| Task to carry out |
Reproduce the entries word for word, starting at the line that contains "Annotate the glossy" and ending with the final line of the entries.

(Data entries)
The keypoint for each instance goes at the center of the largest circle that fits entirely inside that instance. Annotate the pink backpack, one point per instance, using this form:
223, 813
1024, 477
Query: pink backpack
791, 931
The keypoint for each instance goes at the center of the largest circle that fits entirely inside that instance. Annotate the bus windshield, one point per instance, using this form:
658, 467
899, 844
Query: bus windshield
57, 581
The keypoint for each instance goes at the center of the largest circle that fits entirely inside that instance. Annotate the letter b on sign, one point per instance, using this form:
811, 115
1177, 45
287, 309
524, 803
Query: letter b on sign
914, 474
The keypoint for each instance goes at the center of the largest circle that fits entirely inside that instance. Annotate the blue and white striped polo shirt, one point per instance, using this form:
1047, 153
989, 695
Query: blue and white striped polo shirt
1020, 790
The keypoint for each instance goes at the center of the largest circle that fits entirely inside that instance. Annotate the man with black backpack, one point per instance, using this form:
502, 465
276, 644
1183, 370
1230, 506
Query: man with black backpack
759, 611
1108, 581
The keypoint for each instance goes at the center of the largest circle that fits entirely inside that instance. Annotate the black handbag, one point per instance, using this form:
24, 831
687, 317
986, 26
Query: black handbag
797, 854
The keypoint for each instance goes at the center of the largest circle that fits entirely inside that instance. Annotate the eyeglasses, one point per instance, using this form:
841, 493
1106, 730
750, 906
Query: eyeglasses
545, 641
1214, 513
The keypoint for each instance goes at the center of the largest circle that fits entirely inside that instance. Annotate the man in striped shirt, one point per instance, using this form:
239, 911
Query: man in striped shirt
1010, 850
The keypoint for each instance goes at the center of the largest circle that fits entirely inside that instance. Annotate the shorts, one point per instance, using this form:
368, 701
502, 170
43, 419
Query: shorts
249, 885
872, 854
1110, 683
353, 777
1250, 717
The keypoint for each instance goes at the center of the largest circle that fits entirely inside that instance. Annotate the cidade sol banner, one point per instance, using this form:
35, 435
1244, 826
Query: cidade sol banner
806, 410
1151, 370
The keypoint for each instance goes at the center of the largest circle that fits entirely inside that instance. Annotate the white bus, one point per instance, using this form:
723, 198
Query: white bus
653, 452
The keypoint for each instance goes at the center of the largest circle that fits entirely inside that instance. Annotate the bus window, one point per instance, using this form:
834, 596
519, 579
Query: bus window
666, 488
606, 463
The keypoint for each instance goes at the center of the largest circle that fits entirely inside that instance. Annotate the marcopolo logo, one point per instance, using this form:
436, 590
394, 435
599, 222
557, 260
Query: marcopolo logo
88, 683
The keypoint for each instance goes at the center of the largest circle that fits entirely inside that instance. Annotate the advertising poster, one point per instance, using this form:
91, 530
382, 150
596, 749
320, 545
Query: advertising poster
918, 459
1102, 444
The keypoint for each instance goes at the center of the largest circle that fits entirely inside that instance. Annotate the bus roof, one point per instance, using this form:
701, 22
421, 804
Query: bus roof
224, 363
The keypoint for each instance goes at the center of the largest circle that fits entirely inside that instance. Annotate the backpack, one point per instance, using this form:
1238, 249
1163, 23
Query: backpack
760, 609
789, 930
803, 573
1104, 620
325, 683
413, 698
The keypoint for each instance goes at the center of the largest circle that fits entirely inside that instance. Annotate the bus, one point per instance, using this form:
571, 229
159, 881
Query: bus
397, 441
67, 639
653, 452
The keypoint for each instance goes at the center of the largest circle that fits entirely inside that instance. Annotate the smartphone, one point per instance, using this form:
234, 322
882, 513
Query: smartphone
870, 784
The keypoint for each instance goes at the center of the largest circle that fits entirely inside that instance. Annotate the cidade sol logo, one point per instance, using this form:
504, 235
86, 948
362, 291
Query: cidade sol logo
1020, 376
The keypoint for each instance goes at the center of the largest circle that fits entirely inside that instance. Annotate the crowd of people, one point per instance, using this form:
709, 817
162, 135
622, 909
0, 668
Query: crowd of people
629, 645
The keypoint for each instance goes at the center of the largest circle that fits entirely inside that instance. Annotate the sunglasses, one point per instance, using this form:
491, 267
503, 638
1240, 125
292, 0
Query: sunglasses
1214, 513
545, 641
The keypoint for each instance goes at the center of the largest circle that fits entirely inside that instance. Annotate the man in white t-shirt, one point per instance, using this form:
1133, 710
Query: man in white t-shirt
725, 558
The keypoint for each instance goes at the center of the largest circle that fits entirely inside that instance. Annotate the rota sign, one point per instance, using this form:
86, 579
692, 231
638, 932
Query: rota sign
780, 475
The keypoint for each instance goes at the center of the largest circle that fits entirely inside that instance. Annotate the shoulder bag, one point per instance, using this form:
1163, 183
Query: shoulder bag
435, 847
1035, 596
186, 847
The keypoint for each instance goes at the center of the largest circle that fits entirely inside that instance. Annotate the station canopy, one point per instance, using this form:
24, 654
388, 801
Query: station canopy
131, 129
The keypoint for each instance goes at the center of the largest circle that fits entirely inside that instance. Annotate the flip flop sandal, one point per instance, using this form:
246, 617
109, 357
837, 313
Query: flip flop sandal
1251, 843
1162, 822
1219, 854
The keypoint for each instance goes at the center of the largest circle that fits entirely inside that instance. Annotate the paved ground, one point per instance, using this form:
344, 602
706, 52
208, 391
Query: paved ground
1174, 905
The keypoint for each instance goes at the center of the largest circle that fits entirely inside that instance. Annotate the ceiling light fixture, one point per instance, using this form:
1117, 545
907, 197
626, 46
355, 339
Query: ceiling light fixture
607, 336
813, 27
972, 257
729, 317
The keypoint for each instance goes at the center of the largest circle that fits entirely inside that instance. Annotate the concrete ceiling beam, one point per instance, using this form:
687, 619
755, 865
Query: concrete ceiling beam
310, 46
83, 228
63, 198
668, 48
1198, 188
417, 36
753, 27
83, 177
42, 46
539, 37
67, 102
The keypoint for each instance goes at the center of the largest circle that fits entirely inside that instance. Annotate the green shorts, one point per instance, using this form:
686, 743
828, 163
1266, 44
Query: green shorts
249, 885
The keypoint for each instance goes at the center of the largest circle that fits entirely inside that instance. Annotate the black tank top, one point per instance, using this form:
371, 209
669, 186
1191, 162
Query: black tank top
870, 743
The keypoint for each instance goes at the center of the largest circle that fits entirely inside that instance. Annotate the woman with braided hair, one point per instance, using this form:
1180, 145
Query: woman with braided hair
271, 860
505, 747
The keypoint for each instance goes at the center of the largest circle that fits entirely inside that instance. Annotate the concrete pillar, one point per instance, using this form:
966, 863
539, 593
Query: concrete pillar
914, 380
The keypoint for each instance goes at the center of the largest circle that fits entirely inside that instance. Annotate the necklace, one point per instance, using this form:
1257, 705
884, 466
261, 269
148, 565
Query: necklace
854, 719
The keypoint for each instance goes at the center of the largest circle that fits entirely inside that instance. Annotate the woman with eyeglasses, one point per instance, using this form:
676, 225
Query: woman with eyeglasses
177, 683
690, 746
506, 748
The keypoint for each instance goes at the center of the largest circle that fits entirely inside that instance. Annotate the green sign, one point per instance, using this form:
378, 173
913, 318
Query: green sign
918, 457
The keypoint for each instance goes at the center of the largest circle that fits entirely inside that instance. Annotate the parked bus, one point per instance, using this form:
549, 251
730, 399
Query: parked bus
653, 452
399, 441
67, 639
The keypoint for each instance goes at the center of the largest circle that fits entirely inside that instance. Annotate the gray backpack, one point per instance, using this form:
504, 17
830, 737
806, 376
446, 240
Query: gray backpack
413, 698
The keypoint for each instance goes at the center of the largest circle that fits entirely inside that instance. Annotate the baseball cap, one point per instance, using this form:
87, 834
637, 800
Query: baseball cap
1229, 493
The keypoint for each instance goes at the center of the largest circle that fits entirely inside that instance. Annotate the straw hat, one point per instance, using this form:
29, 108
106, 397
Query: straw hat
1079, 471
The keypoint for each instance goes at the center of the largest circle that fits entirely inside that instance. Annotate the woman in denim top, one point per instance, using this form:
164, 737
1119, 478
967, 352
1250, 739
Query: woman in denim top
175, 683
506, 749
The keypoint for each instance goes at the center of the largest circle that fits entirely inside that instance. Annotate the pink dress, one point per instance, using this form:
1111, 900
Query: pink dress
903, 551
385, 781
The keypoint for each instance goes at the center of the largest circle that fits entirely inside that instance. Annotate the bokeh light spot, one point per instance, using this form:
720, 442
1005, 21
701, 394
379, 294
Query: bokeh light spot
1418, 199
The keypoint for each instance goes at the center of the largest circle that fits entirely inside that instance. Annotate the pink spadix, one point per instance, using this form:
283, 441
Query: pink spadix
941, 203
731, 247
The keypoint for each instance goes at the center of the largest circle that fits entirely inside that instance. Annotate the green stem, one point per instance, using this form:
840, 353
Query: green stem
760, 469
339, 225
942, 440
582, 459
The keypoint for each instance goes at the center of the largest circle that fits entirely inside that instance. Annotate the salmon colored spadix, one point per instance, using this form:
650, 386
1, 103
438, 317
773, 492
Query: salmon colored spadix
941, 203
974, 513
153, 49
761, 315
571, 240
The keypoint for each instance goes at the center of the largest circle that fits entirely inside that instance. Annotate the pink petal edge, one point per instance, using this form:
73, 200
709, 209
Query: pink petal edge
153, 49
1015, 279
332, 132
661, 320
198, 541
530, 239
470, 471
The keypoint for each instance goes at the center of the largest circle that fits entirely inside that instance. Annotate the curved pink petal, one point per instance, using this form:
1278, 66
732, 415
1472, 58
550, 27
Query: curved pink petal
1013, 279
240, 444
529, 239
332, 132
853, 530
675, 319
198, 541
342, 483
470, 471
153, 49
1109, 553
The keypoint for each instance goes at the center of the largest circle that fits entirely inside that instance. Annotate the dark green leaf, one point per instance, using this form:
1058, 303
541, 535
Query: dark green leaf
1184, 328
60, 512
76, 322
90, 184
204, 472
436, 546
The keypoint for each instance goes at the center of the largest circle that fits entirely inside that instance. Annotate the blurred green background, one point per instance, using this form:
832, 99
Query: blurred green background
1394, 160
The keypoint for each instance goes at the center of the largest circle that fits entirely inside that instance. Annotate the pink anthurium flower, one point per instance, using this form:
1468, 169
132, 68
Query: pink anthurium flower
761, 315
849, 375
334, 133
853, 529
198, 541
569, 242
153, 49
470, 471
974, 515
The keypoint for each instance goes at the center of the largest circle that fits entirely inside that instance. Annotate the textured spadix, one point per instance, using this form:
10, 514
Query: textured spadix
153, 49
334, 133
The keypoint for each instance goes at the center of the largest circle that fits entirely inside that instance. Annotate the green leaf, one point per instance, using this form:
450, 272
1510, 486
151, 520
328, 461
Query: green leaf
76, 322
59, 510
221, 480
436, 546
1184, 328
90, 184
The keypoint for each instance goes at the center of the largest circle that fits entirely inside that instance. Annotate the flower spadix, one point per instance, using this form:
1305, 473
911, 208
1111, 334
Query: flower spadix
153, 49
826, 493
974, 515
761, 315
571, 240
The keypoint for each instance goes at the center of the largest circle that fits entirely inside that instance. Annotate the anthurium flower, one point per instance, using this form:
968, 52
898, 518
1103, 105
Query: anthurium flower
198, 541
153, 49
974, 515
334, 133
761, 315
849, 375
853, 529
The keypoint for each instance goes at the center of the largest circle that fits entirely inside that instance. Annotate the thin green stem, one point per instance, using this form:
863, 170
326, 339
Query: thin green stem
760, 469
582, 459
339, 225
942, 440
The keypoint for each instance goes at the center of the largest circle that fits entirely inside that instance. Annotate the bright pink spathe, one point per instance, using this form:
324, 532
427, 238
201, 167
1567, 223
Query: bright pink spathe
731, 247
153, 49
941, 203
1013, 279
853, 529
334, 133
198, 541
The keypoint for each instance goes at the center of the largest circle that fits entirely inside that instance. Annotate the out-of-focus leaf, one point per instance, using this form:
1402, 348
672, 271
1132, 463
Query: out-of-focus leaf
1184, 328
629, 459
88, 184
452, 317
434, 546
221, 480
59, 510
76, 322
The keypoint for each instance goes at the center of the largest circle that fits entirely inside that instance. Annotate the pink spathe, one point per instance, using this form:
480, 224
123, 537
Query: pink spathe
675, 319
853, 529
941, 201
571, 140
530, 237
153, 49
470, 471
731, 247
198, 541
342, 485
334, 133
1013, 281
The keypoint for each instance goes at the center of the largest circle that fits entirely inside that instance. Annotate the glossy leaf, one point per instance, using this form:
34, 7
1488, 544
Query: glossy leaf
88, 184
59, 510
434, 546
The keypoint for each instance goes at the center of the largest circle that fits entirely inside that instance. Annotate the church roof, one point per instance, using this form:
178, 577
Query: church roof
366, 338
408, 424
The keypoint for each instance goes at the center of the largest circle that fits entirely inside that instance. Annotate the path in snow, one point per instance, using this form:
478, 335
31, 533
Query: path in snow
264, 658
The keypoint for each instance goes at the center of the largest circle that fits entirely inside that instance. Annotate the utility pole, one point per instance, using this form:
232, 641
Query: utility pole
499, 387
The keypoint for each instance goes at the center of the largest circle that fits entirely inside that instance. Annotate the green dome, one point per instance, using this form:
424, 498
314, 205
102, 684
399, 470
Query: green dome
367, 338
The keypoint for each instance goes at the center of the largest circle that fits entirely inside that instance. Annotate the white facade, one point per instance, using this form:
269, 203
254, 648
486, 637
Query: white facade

| Exercise response |
The keypoint for each instance goes at the center of the largest circle that fits entirely inside that instance. Annotate the glossy leaf, one point per instance, using this form:
34, 7
1488, 544
Query: glossy leaf
88, 184
59, 510
434, 546
The keypoint for each instance goes at the center of the largest circle that fits entirely inside that instance. Annotate the church roof, one point per instance, using this form:
178, 577
Query: church roof
366, 338
408, 424
The keypoint for each instance goes at the center of the largest circle that fits entirely inside that instance. Annotate the path in snow, one point per instance, using this form:
478, 335
31, 533
Query: path in snow
264, 658
The keypoint for each instance goes at the center of the largest circle that fits entirely inside that instance. Annotate the utility pole, one point per instance, using this form:
232, 641
Query: utility pole
499, 387
The keypoint for each instance goes at the center of the largest circle that fits entirely inside that instance. Annotate the green dome, one point per instance, using this form:
424, 498
314, 205
102, 684
399, 470
Query: green dome
367, 338
The keypoint for each instance goes at the center of the largest circle that fits entirely inside that instance. Annotate the white facade, one point per instance, using this form:
269, 203
254, 648
486, 637
Query: white facade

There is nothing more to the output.